**RECORDS TO PROCESS**.
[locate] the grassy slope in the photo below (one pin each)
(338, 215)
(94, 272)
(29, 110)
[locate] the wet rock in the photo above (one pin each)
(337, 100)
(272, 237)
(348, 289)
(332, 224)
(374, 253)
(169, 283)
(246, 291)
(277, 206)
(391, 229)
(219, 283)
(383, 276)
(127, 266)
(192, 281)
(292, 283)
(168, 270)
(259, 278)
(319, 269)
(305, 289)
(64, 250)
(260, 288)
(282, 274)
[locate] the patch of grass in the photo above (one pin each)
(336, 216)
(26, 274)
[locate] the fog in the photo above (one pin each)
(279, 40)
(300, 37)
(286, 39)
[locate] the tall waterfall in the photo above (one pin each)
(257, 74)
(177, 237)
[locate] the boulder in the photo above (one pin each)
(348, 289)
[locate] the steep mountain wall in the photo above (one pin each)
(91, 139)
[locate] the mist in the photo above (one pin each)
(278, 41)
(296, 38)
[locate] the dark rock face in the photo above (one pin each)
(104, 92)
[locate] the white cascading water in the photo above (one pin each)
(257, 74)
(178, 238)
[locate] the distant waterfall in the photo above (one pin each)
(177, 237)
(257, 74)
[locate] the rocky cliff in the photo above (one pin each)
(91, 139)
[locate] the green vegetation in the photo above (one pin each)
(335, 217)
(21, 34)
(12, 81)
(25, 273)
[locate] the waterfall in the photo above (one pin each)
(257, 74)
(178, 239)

**WRITTEN PROBLEM**. Starting at the line containing "[locate] the tall" and ending at the end of the material, can you write each line out again, requests included, with every coordinate in the answers scaled by 2.05 and rounded to a whole number, halves rounded up?

**TASK RESULT**.
[locate] the tall waterfall in the photo above (one pin each)
(527, 152)
(363, 486)
[locate] the boulder in the photo above (one pin each)
(713, 592)
[locate] the steep mountain wall in the photo above (one pin each)
(187, 285)
[locate] the mist in the photo above (one pin each)
(570, 84)
(607, 78)
[locate] the dark rock face in the photo above (one pin each)
(213, 189)
[locate] the white cascading water in the photo above (one pin each)
(527, 152)
(365, 488)
[locate] the distant waterfall in the photo above (one pin each)
(363, 486)
(527, 152)
[locate] the rocky cliff in the photo above (one pin each)
(187, 285)
[locate] the green vegetation in the photo above (one pin each)
(687, 445)
(43, 70)
(25, 166)
(51, 560)
[locate] the waterfall in the photo above (one pin each)
(527, 152)
(365, 490)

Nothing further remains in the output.